» Exercise text:
○ ○ ○ ○ ○ ○ ○

Market Comment - September 7

(Marco Bonelli) The definition of “Euphoria” (according to Wikipedia, The Free Encyclopedia):

Euphoria, from Ancient Greek εὐφορία, from εὖ eu, "well", and φέρω pherō, "to bear" is medically recognized as a mental and emotional condition in which a person experiences intense feelings of well-being, elation, happiness, excitement, and joy.
Euphoria is generally considered to be an exaggerated physical and psychological state, sometimes induced by the use of psychoactive drugs and not typically achieved during the normal course of human experience.


§  First of all, you cannot ignore the market breakout to a new 4 ½-year high in the SPX and a new 11-year high in the NDX that points to the possibility of a continuation of this trading-focused summer rally. You could even add the recent encouraging retail spending data, the fact that the broad service sector is not falling off a cliff (according to the ISM Non-Manufacturing Composite at 53.7 in August) and the gradually improving housing sector to back up the stock market development with fundamentals.

§  Second, the recently slightly crowded camp of all those (including myself) who expected a negative market reaction following disappointing news headlines from the ECB and Fed might think about switching camps again; so yesterday’s market reaction certainly confirms the bulls and also has the potential of moving overall investor sentiment back towards positive.

§  Third, as powerful as yesterday’s move was, the rally may soon run out of steam once investors rethink the latest monetary policy announcement and refocus on the broader fundamental picture!

○ ○ ○ ○ ○ ○ ○

» What you will do:
(A) Can you rewrite the paragraph of the market comment that begins "First of all, you cannot ignore" as a short list of its main facts?
(B) Would you pick up the market comment after its last sentence and continue it?

○ ○ ○ ○ ○ ○ ○

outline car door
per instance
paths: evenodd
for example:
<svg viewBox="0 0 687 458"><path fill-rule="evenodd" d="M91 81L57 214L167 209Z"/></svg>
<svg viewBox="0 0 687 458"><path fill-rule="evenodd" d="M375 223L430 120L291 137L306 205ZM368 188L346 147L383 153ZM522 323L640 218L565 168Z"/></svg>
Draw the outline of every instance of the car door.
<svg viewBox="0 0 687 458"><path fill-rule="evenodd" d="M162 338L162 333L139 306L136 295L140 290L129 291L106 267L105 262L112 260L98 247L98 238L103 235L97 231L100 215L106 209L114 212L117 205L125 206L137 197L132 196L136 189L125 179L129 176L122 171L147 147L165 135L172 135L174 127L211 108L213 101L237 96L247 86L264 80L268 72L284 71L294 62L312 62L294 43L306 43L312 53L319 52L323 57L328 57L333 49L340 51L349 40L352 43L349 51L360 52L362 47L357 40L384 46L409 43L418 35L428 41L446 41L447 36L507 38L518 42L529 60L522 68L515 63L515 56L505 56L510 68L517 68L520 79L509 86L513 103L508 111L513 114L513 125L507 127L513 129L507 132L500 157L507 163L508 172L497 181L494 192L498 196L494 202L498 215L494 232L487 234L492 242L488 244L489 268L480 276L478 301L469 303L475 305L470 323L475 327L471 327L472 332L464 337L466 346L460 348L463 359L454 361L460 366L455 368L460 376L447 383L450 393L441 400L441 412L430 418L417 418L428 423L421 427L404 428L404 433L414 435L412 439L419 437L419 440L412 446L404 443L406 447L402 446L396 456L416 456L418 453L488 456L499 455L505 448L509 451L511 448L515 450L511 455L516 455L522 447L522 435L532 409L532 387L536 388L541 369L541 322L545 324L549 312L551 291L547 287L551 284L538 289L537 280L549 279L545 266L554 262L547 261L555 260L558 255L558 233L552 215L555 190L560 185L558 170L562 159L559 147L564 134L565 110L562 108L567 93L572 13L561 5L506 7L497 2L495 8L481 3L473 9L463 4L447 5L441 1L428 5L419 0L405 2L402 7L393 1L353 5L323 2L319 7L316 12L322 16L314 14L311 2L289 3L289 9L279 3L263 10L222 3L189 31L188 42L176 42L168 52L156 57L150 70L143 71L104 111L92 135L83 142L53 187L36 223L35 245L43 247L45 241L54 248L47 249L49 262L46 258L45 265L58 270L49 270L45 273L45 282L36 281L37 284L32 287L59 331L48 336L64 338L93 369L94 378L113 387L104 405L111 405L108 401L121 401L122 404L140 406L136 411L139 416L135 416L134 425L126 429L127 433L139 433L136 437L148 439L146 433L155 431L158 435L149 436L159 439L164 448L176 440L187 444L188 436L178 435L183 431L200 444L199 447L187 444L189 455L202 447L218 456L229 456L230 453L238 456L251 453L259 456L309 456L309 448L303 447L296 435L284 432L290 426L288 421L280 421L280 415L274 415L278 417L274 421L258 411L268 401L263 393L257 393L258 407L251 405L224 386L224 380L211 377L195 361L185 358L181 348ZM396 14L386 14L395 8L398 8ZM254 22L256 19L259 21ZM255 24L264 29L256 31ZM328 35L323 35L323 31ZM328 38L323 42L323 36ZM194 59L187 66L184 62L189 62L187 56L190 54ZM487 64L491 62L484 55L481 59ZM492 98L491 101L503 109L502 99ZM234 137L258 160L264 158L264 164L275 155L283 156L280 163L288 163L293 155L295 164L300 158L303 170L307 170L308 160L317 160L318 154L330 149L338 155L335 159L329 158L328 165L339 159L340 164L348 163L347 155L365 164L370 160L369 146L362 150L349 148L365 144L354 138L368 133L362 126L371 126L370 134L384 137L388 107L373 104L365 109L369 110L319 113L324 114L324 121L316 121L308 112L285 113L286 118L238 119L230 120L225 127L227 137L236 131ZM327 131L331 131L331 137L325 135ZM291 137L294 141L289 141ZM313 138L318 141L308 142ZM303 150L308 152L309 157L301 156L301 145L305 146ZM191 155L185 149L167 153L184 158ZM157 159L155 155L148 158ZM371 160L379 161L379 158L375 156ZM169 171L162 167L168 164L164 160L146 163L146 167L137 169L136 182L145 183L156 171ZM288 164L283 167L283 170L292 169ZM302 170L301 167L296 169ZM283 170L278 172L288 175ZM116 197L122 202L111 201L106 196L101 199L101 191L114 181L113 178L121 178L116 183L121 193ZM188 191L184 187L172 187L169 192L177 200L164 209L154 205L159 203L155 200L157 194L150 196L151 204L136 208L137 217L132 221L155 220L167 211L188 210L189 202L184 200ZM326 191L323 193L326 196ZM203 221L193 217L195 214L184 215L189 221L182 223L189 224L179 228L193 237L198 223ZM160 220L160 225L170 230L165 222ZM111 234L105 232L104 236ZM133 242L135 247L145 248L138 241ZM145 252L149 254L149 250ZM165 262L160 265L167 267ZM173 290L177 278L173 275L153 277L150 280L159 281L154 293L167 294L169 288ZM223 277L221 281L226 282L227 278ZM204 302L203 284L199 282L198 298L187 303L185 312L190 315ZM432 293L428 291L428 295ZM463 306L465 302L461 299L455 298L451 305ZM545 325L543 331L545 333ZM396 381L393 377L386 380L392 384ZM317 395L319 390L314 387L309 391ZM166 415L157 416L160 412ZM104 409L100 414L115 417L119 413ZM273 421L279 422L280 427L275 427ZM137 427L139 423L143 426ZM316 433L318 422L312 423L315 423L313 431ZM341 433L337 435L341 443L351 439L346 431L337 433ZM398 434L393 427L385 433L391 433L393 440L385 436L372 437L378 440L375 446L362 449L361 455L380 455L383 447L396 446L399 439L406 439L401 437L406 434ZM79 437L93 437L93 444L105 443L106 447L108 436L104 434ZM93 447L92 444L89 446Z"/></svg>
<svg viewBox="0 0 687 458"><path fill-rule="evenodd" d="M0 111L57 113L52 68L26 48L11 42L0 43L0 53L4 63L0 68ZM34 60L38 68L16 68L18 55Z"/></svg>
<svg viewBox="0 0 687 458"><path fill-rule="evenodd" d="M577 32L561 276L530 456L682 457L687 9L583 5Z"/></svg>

○ ○ ○ ○ ○ ○ ○

» Results in order:
(A)
- The SPX broke out to a new 4½-year high and the NDX to a new 11-year high, which points to a possible continuation of this trading-focused summer rally.
- Fundamentals back up the move:
  - recent encouraging retail spending data
  - a broad service sector that is not falling off a cliff (ISM Non-Manufacturing Composite at 53.7 in August)
  - a gradually improving housing sector

(B)
So the ECB finally announced an aggressive asset purchase program that is totally different than the world has ever seen. The genius of this tool is that although the ECB announced unlimited bond purchases, it won’t buy anything! The market simply hopes that the situation in Europe further deteriorates, hopes that one or two (the more the better) countries officially apply for an IMF supervised bail-out, hopes that by then, the EFSF and ESM vehicles are fully operable, hopes that the other European members agree on and approve a bail-out package and then expects the ECB to step in and buy bonds like there is no tomorrow. Until then the market won’t see any of the hope-for outright liquidity injection! The conditionality and the not-defined sterilization of this “Outright Monetary Transaction” may not only turn out to be a little hair in the soup but a whole hair-ball!

Unlike other monetary policy related rallies that get fueled by massive additional liquidity tagged to hopes for real fundamental improvement as a result, the current rally is solely based on euphoria, inflated hopes and a little bit of irrational exuberance!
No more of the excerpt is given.